Top of Given text

Project Number: 8042-22000-298-30-N
Project Type: Non-Funded Cooperative Agreement
Start Date: Oct 1, 2019
End Date: Sep 30, 2024
The overall objective of this research is to provide outstanding dollar spot control on turfgrass using fewer fungicide inputs for all regions of the country that regularly experience dollar spot through improved host resistance, combinations of effective cultural practices, and better understanding of the genetic variability present within the pathogen population. Objective 1. Improve our understanding of dollar spot biology and epidemiology through taxonomic analysis, molecular assay development, and host-pathogen interaction research. Objective 2. Assess current dollar spot resistance among bentgrass cultivars and new selections, identify barriers to their utilization in golf course establishment and renovations, and develop strategies for overcoming the identified barriers. Objective 3. Develop cultural-based dollar spot management strategies that combine multiple cultural practices (e.g., fertility, rolling, topdressing, irrigation) to limit dollar spot development in multiple geographic regions. Objective 4. Develop integrated and targeted chemical dollar spot management strategies that maintain current levels of disease control, potentially reduce chemical inputs, and limit development of fungicide resistant populations. Objective 5. Assess the ability of antagonistic organisms to suppress dollar spot when combined with the aforementioned cultural and chemical strategies.

Bottom of Given text

Task directions –
Answer these questions from the project description:
(a) What type of project is it?
(b) On what date does the project end?
(c) Which cultural practices does Objective 3 give as examples?

Top of Record extracts

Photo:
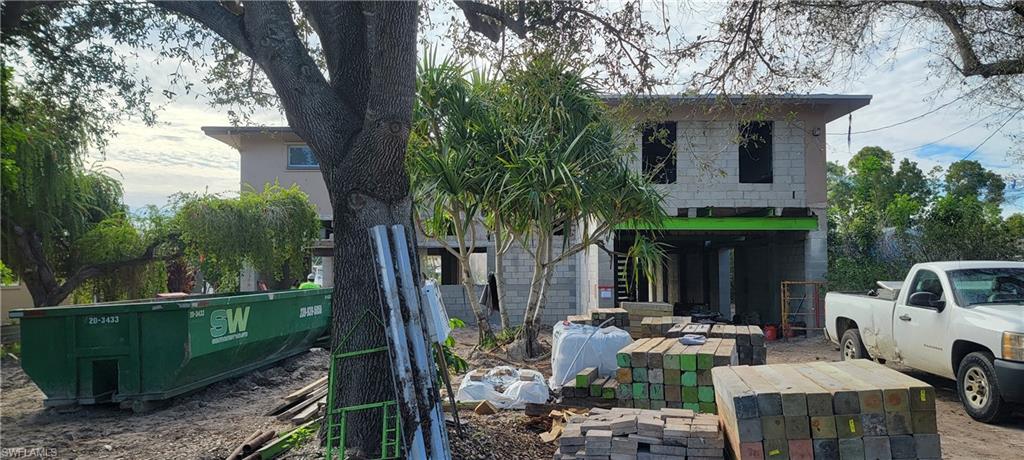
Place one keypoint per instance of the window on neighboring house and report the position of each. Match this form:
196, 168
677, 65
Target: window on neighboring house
301, 157
755, 153
441, 266
658, 152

Bottom of Record extracts

The completed task –
(a) A Non-Funded Cooperative Agreement.
(b) Sep 30, 2024.
(c) Fertility, rolling, topdressing, and irrigation.